**Passage given:**
↓

Course Code: MMT-007

Assignment Code: MMT-007/TMA/2023

Maximum Marks: 100

1. State whether the following statements are True or False. Justify your answer with the help of a short proof or a counter-example:

\((5 \times 2=10)\)

i) Initial value problem:

\frac{d y}{d x}=\frac{y-1}{x}

\(y(0)=1\) has a unique solution.

ii) The second order Runge-Kutta method when applied to IVP \(y^{\prime}=-100 y, y(0)=1\) will produce stable results for \(0<h<\frac{1}{50}\).

iii) If Fourier cosine transform of \(f(x)\) is:

F_{c}(n)=\frac{\cos \left(\frac{2 n \pi}{3}\right)}{(2 n+1)^{2}}

where \(0 \leq x \leq 1\), then:

f(x)=1+2 \sum_{n=1}^{\infty} \frac{\cos \left(\frac{2 n \pi}{3}\right)}{(2 n+1)^{2}} \cos n \pi x .

iv) For the differential equation \(x^{2}(x-4)^{2} y^{\prime \prime}(x)+3 x y^{\prime}(x)-(x-4) y=0, x=0\), is a regular singular point and \(x=4\), is an irregular singular point.

2. a) Find the power series solution of the equation:

x^{2} \frac{d^{2} y}{d x^{2}}+4 x \frac{d y}{d x}+\left(x^{2}+2\right) y=0

about its singular point.

b) Construct Green’s function for the following boundary value problem:

\frac{d^{2} y}{d x^{2}}+9 y=0

with \(y(0)=y(1)=0\)

3. a) Find the solution of \(\nabla^{2} u=0\) in \(R\) subject to \(R\) : triangle \(0 \leq x \leq 1,0 \leq y \leq 1\), \(0 \leq x+y \leq 1\) and \(u(x, y)=x^{2}-y^{2}\) on the boundary of the triangle. Assume \(h=\frac{1}{4}\) and use five-point formula.

b) Show that the method:

y_{i+1}=\frac{4}{3} y_{i}-\frac{1}{3} y_{i-1}+\frac{2 h}{3} y_{i+1}^{\prime}

is absolutely stable when applied to the equation \(y^{\prime}=\lambda y, \lambda<0\).

c) Evaluate \(L^{-1}\left\{\frac{1}{(s+1)\left(s^{2}+1\right)}\right\}\), using convolution theorem.

↑

**Given entries:**
↓

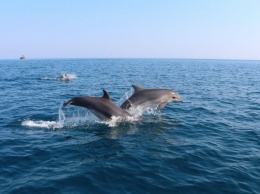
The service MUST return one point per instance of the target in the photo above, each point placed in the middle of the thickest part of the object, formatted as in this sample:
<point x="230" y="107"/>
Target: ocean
<point x="209" y="143"/>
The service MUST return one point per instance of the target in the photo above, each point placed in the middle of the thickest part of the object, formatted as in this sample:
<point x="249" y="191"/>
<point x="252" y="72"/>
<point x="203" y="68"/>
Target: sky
<point x="193" y="29"/>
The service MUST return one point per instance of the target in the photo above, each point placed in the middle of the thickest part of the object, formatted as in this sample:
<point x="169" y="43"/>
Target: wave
<point x="63" y="77"/>
<point x="42" y="124"/>
<point x="79" y="116"/>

↑

**Exercise aim:**
Rewrite everything in the assignment from "b) Construct Green’s" down to "use five-point formula.", swapping "Construct" for "Derive".

**Result of this task:**
b) Derive Green’s function for the following boundary value problem:

\frac{d^{2} y}{d x^{2}}+9 y=0

with \(y(0)=y(1)=0\)

3. a) Find the solution of \(\nabla^{2} u=0\) in \(R\) subject to \(R\) : triangle \(0 \leq x \leq 1,0 \leq y \leq 1\), \(0 \leq x+y \leq 1\) and \(u(x, y)=x^{2}-y^{2}\) on the boundary of the triangle. Assume \(h=\frac{1}{4}\) and use five-point formula.